* **Data records**:

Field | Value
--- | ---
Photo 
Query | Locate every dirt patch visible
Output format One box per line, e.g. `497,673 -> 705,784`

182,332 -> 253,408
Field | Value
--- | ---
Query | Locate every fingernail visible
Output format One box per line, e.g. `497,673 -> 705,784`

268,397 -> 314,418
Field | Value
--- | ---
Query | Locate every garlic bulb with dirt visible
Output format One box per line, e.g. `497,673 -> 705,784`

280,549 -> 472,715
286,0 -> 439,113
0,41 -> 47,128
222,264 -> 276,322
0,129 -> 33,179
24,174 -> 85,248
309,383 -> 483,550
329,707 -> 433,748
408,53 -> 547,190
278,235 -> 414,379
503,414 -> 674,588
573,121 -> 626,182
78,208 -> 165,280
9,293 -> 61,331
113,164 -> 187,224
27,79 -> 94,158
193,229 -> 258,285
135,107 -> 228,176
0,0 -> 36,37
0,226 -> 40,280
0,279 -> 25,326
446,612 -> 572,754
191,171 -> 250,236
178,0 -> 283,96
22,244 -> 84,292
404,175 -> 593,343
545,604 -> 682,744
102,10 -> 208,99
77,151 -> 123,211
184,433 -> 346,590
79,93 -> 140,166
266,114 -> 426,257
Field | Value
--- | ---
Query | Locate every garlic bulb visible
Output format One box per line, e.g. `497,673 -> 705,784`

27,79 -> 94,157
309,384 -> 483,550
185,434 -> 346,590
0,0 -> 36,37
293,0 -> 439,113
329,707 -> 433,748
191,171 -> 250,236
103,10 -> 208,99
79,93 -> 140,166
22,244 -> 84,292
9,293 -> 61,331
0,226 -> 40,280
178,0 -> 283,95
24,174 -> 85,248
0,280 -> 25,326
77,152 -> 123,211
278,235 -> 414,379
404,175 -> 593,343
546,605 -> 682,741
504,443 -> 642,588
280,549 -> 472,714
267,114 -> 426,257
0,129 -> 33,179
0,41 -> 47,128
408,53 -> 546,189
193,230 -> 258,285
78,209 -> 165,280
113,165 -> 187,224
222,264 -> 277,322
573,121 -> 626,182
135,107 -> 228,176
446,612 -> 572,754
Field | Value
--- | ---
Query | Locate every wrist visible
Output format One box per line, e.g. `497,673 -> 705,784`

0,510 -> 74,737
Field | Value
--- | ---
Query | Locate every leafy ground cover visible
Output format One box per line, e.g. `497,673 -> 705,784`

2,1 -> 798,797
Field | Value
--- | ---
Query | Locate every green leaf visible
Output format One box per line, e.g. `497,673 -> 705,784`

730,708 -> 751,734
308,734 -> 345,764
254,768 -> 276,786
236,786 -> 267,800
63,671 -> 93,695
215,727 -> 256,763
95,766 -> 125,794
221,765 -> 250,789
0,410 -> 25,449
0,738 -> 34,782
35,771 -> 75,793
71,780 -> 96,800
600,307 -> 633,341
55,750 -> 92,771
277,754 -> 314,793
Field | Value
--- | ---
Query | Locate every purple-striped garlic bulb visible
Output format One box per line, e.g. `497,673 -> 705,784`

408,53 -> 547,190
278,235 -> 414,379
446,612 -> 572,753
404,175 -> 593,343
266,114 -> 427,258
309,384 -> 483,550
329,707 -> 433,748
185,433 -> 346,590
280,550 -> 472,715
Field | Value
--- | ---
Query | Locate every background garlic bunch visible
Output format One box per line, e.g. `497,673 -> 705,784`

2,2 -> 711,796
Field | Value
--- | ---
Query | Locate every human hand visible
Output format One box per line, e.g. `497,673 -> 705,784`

* **Problem details**:
State the number of lines holding the word "garlic" in the listing. Add nothing else.

* **Your response**:
4